* SET PROBLEM 1
Reproduce the part of the opinion piece on Parliament and Mary Kom that runs from "Two contrasting facial" up to and including "a little queasy.".
* SET PROBLEM 2
List every person mentioned by name in the opinion piece on Parliament and Mary Kom.
* SET PROBLEM 3
Extend the opinion piece on Parliament and Mary Kom, starting after its last sentence.

* TEXT TO READ
+ + + + +

Two contrasting facial emotions dominated our television screens on Wednesday night.
First, there was the scowl on Congress president Sonia Gandhi's face that showed her manufactured rage over BJP leader LK Advani's comments about the illegitimacy of the UPA-2 government. It hovered on our television screens like a dark cloud, showing up everything that is unsightly about our fractured, divisive polity. Here was the leader of the party that heads the ruling coalition, her face contorted in anger, virtually egging on her party MPs to barrack and shout down Advani for his choice of words to qualify the government's status! The surge of bilious emotions in that legislative chamber that our parliamentarians refer to, with unjustifiable hyperbole, as the "temple of democracy" left all of us more than a little queasy.
But barely hours later, the dark clouds lifted to elevate our sunny spirits when Mary Kom appeared on our television screens, beaming with justifiable pride at the fact that she had won a bronze medal at the Olympics. Even in her moment of triumph, Mary showed admirable grace and humility: she actually apologised to her country folks for "letting them down" by not securing the gold! In that moment, she humbled a billion and more of her country folks, many of whom will never come anywhere close to achieving the kind of distinction that she has. And the sight of her giggling gaily on camera was like balm for the bruised soul, particularly after the hideous happenings in Parliament barely hours earlier.
There is, of course, much to distinguish politics from sport - even if it is a gladiatorial sport such as boxing. For all the outward markers of aggression, boxing is played by a set of rules. You may be throwing fearsome punches - literally - at your opponent, but you're required to abide by a sporting dharma that rewards fair play. Sure, there are times when the contest is "stolen" from you - as has happened to the best of them in the field, including Mary Kom. But however profound the disappointment, very few pugilists dishonour themselves and the sport by violating the rules of the game.

+ + + + +

* MATERIAL
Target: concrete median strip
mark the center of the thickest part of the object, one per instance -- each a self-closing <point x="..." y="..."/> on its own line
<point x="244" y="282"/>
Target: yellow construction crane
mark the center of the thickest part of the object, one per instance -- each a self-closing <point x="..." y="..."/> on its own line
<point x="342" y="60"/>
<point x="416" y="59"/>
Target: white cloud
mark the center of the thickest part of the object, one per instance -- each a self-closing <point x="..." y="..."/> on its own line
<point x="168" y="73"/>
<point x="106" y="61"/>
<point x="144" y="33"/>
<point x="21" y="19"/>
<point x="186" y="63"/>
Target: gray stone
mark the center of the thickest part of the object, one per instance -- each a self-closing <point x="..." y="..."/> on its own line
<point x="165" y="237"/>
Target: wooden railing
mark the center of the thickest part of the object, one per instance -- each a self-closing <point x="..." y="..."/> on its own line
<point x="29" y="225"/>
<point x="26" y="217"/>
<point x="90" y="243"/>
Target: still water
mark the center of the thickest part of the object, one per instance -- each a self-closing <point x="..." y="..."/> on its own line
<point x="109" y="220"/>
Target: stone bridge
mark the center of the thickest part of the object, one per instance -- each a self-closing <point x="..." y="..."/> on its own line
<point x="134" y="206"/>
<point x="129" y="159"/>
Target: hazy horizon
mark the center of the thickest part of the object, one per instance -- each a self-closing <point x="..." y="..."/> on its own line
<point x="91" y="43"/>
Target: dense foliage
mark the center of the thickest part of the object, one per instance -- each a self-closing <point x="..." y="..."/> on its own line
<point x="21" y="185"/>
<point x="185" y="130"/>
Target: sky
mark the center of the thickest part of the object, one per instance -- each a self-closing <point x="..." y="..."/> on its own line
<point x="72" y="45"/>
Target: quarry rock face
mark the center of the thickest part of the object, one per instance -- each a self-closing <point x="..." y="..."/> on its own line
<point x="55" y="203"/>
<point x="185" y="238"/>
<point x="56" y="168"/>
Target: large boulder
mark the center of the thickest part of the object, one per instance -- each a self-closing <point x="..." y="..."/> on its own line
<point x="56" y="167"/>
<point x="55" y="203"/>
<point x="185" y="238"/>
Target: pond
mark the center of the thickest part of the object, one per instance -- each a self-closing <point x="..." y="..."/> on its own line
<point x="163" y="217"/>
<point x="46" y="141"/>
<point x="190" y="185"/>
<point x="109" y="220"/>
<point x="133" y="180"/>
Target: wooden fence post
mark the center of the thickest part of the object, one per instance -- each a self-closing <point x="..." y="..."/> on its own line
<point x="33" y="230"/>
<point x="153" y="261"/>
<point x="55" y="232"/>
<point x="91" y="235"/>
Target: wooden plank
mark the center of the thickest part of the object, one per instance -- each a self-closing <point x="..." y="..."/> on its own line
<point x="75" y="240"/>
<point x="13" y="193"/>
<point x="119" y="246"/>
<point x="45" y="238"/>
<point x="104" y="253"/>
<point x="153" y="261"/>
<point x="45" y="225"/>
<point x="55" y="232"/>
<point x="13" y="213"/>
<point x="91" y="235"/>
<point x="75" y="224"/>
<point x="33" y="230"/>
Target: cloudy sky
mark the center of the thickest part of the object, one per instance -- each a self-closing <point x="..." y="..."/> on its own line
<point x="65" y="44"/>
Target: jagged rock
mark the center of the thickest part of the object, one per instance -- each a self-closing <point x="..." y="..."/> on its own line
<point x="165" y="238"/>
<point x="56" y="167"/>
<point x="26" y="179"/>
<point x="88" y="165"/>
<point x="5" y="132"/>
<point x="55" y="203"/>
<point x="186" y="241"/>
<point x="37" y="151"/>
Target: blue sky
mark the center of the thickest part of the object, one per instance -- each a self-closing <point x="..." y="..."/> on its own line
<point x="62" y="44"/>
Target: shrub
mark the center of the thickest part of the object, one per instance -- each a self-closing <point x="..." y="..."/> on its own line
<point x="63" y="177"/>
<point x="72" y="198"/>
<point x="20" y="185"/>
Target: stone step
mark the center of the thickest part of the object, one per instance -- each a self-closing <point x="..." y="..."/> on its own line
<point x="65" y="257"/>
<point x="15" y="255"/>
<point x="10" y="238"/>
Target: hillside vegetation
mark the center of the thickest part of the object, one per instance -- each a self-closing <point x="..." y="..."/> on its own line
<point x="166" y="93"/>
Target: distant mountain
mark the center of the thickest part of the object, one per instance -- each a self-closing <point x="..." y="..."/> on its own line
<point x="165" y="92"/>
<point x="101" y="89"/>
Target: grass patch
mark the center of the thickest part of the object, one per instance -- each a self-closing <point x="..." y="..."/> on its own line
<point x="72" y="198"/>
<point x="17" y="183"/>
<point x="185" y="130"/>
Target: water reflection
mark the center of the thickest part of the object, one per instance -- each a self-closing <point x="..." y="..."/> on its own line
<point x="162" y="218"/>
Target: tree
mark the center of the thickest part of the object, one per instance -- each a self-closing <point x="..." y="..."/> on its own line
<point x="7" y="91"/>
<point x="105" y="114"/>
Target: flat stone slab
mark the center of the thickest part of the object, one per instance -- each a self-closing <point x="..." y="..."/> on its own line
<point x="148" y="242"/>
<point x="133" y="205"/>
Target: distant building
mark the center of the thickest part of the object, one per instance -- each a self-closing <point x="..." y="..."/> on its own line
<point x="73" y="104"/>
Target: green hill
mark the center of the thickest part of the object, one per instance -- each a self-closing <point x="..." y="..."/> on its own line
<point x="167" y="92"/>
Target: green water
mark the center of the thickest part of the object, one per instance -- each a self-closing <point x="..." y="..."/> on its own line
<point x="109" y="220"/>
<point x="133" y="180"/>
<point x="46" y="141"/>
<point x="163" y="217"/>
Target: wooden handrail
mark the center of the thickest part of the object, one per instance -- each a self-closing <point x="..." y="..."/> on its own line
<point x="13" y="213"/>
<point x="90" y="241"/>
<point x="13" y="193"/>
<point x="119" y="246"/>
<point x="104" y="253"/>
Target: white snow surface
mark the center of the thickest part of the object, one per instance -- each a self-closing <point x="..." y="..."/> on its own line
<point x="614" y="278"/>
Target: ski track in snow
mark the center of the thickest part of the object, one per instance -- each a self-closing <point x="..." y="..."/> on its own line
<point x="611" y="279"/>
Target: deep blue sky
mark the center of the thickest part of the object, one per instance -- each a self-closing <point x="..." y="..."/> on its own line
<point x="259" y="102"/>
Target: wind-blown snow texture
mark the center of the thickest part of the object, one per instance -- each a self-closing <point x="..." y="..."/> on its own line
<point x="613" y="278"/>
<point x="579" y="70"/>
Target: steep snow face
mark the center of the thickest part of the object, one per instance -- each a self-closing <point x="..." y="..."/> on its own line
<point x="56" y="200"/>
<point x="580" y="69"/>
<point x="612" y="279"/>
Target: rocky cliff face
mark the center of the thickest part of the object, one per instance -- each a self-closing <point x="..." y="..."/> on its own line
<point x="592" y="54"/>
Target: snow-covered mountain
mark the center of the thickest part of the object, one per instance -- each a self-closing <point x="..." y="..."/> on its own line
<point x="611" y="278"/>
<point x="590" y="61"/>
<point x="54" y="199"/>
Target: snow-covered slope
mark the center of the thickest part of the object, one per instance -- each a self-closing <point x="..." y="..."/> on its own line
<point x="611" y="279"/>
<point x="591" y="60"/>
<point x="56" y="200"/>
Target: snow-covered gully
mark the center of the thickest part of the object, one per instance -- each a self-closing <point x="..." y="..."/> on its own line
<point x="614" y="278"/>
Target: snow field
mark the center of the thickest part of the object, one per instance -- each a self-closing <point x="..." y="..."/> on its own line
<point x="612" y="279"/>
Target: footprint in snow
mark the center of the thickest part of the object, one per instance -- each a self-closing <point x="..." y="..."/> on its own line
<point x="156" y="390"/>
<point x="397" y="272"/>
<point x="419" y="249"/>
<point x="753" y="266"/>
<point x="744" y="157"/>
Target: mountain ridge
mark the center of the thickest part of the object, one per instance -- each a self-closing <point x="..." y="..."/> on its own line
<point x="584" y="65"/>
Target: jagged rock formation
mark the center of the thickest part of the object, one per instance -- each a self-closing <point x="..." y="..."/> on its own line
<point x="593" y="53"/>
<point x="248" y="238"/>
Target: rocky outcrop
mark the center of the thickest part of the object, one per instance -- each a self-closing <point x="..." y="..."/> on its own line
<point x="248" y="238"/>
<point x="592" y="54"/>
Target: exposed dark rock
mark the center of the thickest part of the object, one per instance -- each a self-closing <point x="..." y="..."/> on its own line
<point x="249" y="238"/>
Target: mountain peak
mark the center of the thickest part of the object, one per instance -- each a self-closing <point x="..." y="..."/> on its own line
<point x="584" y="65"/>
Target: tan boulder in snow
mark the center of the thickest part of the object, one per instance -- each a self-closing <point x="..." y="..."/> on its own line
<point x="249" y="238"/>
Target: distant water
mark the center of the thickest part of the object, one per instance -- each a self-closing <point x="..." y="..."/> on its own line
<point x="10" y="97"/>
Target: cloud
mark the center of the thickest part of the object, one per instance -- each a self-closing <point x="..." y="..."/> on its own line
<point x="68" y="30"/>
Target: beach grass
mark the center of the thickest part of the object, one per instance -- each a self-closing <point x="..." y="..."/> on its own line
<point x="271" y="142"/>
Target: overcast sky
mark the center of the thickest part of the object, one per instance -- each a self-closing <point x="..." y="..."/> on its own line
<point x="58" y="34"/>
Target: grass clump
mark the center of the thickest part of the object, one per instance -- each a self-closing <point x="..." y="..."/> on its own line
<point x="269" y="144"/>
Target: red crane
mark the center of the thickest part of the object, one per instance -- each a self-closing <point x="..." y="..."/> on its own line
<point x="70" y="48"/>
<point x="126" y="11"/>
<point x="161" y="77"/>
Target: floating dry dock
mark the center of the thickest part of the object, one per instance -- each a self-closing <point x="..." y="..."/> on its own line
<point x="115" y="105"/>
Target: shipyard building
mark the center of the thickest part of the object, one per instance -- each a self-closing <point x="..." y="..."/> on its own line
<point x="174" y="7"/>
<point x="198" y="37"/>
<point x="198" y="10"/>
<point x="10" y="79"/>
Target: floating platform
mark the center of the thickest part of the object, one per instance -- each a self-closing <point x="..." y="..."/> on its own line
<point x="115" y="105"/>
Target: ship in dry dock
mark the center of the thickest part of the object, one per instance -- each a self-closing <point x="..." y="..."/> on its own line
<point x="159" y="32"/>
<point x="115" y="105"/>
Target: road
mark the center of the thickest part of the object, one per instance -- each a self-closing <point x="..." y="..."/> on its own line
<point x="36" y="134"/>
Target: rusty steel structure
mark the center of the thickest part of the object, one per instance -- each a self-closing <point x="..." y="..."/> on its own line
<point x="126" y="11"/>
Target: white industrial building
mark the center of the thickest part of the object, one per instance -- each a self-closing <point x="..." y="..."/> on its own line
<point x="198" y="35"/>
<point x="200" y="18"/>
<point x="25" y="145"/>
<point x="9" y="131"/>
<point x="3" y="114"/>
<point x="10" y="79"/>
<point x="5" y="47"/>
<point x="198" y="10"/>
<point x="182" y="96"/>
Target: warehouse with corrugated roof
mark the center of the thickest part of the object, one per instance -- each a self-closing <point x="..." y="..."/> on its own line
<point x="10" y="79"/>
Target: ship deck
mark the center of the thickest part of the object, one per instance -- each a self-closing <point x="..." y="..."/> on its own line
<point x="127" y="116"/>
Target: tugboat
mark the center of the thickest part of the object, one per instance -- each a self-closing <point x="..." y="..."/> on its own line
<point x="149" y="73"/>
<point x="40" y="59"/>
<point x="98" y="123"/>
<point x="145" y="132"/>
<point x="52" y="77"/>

+ + + + +

* FINAL ANSWER 1
Two contrasting facial emotions dominated our television screens on Wednesday night.
First, there was the scowl on Congress president Sonia Gandhi's face that showed her manufactured rage over BJP leader LK Advani's comments about the illegitimacy of the UPA-2 government. It hovered on our television screens like a dark cloud, showing up everything that is unsightly about our fractured, divisive polity. Here was the leader of the party that heads the ruling coalition, her face contorted in anger, virtually egging on her party MPs to barrack and shout down Advani for his choice of words to qualify the government's status! The surge of bilious emotions in that legislative chamber that our parliamentarians refer to, with unjustifiable hyperbole, as the "temple of democracy" left all of us more than a little queasy.

* FINAL ANSWER 2
Sonia Gandhi, LK Advani, Mary Kom

* FINAL ANSWER 3
And boxers like Mary Kom actually raise the bar with their sheer magnanimity even in the face of defeat. Mary frequently has generous words of praise for her opponents - the same ones she was looking to pound into pulp barely minutes earlier, all within the rules of the game! In that sense, sportspersons like her symbolise the spirit of the immortal lines by Rudyard Kipling by meeting with Triumph and Disaster - and treating those imposters just the same...
And what of politics today? Where's the room for civil discourse? Where's the space for fair play? Far too often have we seen our parliamentarians and State legislators employ in the legislative chambers the same techniques that have won Mary Kom so much distinction in the square ring.
Our Parliament today has come to represent the very depths of our leaders' depraved emotions. Simmering rage has come to replace sparkling debate. Everything that goes on there is calculated to the maximisation of outrage, as if living in a heightened state of biliousness serves some greater common good. And in that enterprise, virtually anything goes; there are no rules of the game.
Sonia Gandhi's scowl was only the most proximate manifestation of the virtual 'blood feud' that passes for politics in India today.
Mary Kom's smile in the face of defeat, on the other hand, united our country - and, for a few fleeting moments, made us feel good about ourselves.
In the contest between the scowl and the smile, it was a knockout victory for Mary Kom...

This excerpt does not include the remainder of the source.